### Problem 1
From the passage on breast cancer genetic risk, reproduce word for word the part that opens with the words containing "Although the percentage" and closes with "across racial groups.".
### Problem 2
In the passage on breast cancer genetic risk, which gene contributed most to breast cancer risk in the authors' study?

### Document extract
● ● ● ● ● ● ●

Although the percentage of overall pathogenic variant carriers in our study was in general comparable to studies conducted in women of European or African ancestry [45], there were remarkable differences in contributions to breast cancer risk by each breast cancer predisposition gene among populations. For example, in our study, the gene contributing most to the breast cancer risk was BRCA2 while in studies of European ancestry or African ancestry, it was BRCA1. This discrepancy has been observed in previous studies in both selected and unselected populations in China [46, 47] and in other East Asian countries including Japan and Korea [48, 49]. These indicated differences in the distribution of genetic risk factors across racial groups.

In our study, more than 2% of the patients carried pathogenic variants in genes other than BRCA1/2, supporting the need of using multigene panel testing in breast cancer patients in China. Currently, most of the recommendations for genetic testing for non-BRCA1/2 genes are based on specific cancer syndromes with well-studied clinical features, such as the Li-Fraumeni syndrome and Cowden syndrome. Without multigene panel testing, variants in these genes could have been neglected. For example, in this study, we identified one patient with a TP53 pathogenic variant, whom could have been missed according to the current guidelines for genetic testing in China.

● ● ● ● ● ● ●

### Entries shown

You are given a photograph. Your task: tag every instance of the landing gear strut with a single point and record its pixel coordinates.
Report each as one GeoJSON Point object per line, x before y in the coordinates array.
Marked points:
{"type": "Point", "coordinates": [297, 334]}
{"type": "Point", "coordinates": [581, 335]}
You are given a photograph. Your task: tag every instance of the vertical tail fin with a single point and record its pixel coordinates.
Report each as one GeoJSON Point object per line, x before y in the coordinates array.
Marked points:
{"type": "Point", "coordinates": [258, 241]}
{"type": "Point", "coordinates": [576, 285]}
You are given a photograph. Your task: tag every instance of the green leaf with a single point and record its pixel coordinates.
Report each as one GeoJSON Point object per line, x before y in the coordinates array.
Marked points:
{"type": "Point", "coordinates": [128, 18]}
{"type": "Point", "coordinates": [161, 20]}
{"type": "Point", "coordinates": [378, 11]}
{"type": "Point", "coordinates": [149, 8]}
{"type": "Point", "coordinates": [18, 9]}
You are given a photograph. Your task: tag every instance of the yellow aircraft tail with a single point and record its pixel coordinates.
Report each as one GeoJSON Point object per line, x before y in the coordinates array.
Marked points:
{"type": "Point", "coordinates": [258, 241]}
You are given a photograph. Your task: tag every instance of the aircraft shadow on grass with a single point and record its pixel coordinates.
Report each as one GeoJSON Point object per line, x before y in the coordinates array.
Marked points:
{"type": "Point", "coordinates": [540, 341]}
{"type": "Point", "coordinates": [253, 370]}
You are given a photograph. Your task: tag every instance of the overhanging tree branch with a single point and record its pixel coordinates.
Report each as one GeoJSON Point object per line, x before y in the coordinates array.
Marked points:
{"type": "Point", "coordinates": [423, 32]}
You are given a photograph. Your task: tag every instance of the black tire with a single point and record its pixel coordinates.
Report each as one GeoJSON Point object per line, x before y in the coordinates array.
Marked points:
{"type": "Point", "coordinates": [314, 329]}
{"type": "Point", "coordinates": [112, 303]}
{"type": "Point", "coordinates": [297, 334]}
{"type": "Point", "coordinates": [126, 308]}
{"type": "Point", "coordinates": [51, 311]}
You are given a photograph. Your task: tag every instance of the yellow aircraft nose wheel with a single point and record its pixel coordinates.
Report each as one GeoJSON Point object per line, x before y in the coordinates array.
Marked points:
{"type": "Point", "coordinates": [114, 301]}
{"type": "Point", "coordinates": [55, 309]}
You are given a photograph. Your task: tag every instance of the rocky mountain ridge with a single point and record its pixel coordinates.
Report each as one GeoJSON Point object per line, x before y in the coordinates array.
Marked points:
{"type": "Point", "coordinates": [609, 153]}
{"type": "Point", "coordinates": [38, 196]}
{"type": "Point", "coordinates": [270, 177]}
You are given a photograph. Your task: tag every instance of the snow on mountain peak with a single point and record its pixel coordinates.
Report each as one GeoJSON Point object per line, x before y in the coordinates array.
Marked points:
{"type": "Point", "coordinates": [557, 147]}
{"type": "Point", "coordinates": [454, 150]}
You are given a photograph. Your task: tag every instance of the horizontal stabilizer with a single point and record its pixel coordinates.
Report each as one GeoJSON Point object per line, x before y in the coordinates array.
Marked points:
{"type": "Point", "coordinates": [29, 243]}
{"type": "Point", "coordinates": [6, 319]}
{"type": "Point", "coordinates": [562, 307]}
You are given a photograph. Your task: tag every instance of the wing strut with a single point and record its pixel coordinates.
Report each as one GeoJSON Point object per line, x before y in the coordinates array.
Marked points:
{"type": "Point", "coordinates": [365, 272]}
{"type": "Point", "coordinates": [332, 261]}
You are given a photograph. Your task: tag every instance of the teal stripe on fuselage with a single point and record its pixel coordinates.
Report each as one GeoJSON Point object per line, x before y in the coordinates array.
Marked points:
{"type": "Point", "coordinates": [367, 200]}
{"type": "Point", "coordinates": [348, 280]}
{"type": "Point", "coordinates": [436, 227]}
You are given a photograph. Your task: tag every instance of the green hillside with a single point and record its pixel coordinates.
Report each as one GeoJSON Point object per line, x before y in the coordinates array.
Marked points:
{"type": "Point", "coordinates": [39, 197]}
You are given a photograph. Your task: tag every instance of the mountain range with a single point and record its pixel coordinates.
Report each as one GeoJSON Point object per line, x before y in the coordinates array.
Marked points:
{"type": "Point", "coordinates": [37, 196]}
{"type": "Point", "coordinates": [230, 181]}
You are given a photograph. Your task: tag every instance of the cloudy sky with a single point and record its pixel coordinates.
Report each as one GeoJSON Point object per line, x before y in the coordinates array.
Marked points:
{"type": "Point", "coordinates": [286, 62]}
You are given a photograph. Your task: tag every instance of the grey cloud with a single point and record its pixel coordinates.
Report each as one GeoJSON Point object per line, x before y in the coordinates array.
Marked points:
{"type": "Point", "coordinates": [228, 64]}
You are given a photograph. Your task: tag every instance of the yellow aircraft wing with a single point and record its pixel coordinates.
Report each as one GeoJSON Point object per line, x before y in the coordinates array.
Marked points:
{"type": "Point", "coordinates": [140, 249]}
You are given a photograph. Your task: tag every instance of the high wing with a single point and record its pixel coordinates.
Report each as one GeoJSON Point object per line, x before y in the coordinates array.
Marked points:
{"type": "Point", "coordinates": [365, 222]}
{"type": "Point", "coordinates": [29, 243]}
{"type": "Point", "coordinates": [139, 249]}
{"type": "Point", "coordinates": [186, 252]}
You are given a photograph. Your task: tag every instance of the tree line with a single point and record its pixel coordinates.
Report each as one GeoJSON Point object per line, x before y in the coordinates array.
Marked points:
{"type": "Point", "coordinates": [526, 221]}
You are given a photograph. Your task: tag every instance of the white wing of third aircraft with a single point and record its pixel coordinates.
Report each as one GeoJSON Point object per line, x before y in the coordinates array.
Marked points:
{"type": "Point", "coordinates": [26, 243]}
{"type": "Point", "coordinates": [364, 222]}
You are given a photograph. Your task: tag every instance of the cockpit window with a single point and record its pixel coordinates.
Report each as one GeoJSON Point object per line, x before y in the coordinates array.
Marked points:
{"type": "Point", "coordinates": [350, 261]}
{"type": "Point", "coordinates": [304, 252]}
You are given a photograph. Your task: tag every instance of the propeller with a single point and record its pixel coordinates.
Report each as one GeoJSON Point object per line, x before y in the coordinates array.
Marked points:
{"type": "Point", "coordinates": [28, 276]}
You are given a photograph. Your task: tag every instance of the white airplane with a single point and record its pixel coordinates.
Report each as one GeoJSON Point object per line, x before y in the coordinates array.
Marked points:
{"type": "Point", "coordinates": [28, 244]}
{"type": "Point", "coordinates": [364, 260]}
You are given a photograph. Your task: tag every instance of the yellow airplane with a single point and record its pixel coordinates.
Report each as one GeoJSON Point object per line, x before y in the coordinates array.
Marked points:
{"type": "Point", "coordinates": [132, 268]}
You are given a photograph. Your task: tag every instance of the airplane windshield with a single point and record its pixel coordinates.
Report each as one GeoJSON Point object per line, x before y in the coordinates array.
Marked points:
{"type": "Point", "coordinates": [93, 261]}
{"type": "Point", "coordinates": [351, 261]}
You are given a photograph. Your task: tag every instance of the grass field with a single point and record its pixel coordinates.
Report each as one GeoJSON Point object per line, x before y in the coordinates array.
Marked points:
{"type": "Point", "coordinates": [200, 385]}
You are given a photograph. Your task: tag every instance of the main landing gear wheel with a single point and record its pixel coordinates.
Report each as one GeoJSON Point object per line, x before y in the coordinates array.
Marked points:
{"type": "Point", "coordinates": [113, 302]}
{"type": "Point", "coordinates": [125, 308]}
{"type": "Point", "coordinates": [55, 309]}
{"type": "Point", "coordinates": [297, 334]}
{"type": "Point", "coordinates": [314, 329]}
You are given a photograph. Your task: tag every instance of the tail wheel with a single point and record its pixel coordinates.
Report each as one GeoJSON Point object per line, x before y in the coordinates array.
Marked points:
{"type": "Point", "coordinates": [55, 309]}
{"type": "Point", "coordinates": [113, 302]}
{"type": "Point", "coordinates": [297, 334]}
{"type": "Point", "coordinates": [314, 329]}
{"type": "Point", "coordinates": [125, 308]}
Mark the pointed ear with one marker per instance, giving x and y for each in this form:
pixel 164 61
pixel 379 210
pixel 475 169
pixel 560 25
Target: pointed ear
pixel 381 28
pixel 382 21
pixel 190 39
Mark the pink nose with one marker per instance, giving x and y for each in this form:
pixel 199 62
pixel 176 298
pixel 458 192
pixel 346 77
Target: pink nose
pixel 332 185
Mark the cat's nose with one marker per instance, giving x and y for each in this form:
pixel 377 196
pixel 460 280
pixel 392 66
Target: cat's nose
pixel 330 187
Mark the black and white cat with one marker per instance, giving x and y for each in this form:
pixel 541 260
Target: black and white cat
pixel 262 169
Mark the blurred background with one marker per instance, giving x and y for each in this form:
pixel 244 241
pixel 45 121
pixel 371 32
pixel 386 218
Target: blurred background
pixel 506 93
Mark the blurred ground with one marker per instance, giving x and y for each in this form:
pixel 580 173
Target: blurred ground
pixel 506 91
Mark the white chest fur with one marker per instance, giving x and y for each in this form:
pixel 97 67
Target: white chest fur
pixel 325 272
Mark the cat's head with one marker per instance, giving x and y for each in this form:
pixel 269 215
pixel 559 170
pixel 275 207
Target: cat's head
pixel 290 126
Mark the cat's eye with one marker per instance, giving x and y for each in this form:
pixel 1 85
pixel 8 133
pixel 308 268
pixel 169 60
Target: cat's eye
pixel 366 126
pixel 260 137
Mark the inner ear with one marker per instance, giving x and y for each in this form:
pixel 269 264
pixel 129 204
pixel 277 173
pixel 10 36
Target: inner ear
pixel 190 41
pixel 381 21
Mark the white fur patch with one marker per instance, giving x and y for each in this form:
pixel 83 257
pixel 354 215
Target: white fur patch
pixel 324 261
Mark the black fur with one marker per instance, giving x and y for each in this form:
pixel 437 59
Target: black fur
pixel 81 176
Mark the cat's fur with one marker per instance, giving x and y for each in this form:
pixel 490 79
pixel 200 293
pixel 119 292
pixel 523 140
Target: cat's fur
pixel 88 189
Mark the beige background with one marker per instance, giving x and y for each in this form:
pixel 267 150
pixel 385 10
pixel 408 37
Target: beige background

● ● ● ● ● ● ●

### Task solution 1
Although the percentage of overall pathogenic variant carriers in our study was in general comparable to studies conducted in women of European or African ancestry [45], there were remarkable differences in contributions to breast cancer risk by each breast cancer predisposition gene among populations. For example, in our study, the gene contributing most to the breast cancer risk was BRCA2 while in studies of European ancestry or African ancestry, it was BRCA1. This discrepancy has been observed in previous studies in both selected and unselected populations in China [46, 47] and in other East Asian countries including Japan and Korea [48, 49]. These indicated differences in the distribution of genetic risk factors across racial groups.

### Task solution 2
BRCA2